■ **Directions**
Please copy each line of the listing below in which the word "negative" appears.

■ **Entries supplied**
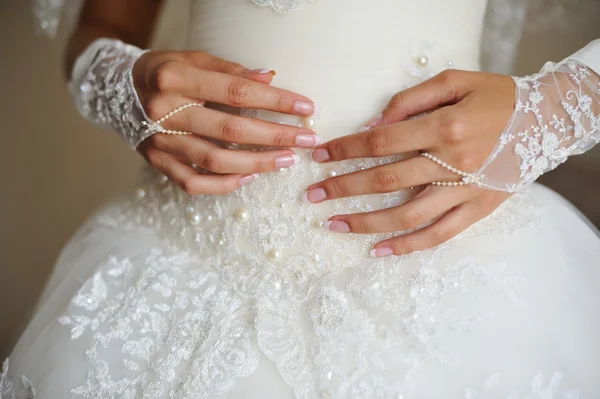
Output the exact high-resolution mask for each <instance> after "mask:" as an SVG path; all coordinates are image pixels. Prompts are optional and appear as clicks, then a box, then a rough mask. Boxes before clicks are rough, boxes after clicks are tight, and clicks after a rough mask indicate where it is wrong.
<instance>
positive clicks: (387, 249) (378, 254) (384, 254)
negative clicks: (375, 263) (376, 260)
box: [371, 247, 394, 258]
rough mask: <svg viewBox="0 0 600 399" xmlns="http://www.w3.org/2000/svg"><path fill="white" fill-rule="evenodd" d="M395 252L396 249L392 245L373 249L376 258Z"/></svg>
mask: <svg viewBox="0 0 600 399" xmlns="http://www.w3.org/2000/svg"><path fill="white" fill-rule="evenodd" d="M393 254H394V250H393V249H392V248H390V247H382V248H376V249H373V250H371V256H372V257H374V258H383V257H385V256H390V255H393Z"/></svg>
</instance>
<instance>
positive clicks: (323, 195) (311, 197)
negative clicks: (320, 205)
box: [302, 188, 327, 204]
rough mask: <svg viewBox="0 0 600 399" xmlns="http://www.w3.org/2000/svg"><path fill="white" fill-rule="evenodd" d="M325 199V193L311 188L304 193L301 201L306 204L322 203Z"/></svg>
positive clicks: (321, 190) (325, 197)
mask: <svg viewBox="0 0 600 399" xmlns="http://www.w3.org/2000/svg"><path fill="white" fill-rule="evenodd" d="M326 198H327V193H326V192H325V190H323V189H322V188H313V189H312V190H308V191H307V192H305V193H304V196H303V197H302V199H303V200H304V202H305V203H307V204H314V203H315V202H320V201H323V200H324V199H326Z"/></svg>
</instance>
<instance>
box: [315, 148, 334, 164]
mask: <svg viewBox="0 0 600 399" xmlns="http://www.w3.org/2000/svg"><path fill="white" fill-rule="evenodd" d="M310 156H311V158H312V160H313V161H315V162H325V161H328V160H329V159H330V158H331V157H330V156H329V151H327V149H326V148H318V149H316V150H313V152H312V153H311V154H310Z"/></svg>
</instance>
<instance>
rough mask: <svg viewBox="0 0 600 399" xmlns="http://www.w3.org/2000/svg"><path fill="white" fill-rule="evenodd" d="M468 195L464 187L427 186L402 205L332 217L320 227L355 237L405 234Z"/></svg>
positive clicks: (469, 196)
mask: <svg viewBox="0 0 600 399" xmlns="http://www.w3.org/2000/svg"><path fill="white" fill-rule="evenodd" d="M472 196H473V192H472V191H470V190H469V189H468V188H465V187H460V188H456V189H454V188H453V189H447V188H441V187H427V188H426V189H425V190H424V191H423V192H421V193H420V194H419V195H417V196H416V197H415V198H413V199H412V200H410V201H408V202H407V203H405V204H403V205H400V206H397V207H394V208H389V209H382V210H379V211H375V212H366V213H357V214H352V215H339V216H334V217H332V218H331V219H329V221H328V222H326V223H325V226H324V227H325V228H326V229H328V230H330V231H333V232H340V233H344V232H346V233H356V234H373V233H389V232H396V231H407V230H411V229H415V228H417V227H419V226H422V225H424V224H425V223H427V222H429V221H431V220H434V219H435V218H437V217H439V216H440V215H443V214H444V213H446V212H448V211H449V210H450V209H452V208H454V207H455V206H457V205H459V204H462V203H463V202H465V201H467V200H468V199H470V198H472Z"/></svg>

■ **Answer to the problem**
negative clicks: (375, 263) (376, 260)
negative clicks: (320, 205)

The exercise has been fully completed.